● **What you have to do**: Change "white ferris wheel frame" to "steel ferris wheel frame" everywhere it appears in the rows below, and write them out again with nothing else altered. Omit the pictures from your answer.
___
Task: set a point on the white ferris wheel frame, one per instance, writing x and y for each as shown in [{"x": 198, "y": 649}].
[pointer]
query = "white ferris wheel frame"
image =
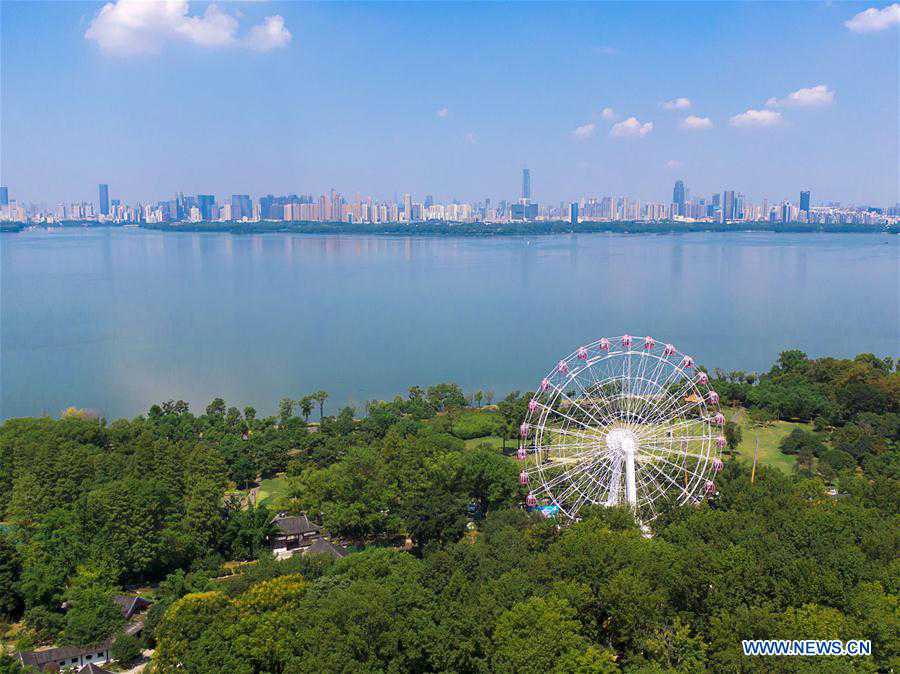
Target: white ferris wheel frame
[{"x": 612, "y": 412}]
___
● **Completed exercise**:
Task: set a point on the steel ferris wheel frame, one per instance, writing x and y for each as shown in [{"x": 198, "y": 649}].
[pointer]
query = "steel ferris wheel frame"
image =
Target: steel ferris wheel frame
[{"x": 612, "y": 412}]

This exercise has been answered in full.